◆ PROBLEM STATEMENT
Reproduce verbatim the lines of the material below, starting at the line with "Query: thorny stem" and ending at the line with "x=376, y=49", both inclusive; skip the rest.

◆ LISTED ENTRIES
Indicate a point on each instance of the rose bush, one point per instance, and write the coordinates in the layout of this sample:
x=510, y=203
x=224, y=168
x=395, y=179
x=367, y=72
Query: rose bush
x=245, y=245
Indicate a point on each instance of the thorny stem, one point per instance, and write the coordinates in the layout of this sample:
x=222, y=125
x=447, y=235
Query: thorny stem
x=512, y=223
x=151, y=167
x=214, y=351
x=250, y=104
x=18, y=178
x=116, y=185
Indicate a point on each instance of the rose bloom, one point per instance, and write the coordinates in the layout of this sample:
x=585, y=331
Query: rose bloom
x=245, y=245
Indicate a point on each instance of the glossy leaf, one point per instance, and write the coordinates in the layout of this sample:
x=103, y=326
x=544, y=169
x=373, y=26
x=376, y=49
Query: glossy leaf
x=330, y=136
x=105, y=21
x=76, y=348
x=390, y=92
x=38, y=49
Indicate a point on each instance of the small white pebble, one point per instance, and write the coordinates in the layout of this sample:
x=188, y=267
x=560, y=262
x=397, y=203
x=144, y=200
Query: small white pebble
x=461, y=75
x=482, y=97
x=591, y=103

==

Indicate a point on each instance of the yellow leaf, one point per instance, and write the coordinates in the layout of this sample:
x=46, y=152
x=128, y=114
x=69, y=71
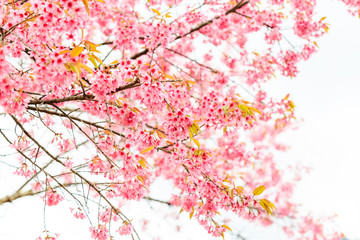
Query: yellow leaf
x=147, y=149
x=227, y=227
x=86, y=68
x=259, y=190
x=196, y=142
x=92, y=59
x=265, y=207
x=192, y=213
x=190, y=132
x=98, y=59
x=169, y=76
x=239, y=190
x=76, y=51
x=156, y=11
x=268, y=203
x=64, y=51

--

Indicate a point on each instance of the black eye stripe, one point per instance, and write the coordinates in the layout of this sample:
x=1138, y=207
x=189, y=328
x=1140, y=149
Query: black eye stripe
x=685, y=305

◆ EXERCISE SOLUTION
Query: thorny stem
x=512, y=223
x=151, y=167
x=214, y=351
x=250, y=104
x=18, y=178
x=116, y=185
Indicate a point on each instance of the rose bloom, one point per instance, and write the coordinates in the layout of this sample:
x=585, y=331
Query: rose bloom
x=245, y=245
Indicate a point on each instance of the glossy leaf, one point per instance, and write the coordinates in the layout of this sample:
x=103, y=326
x=544, y=169
x=373, y=26
x=376, y=49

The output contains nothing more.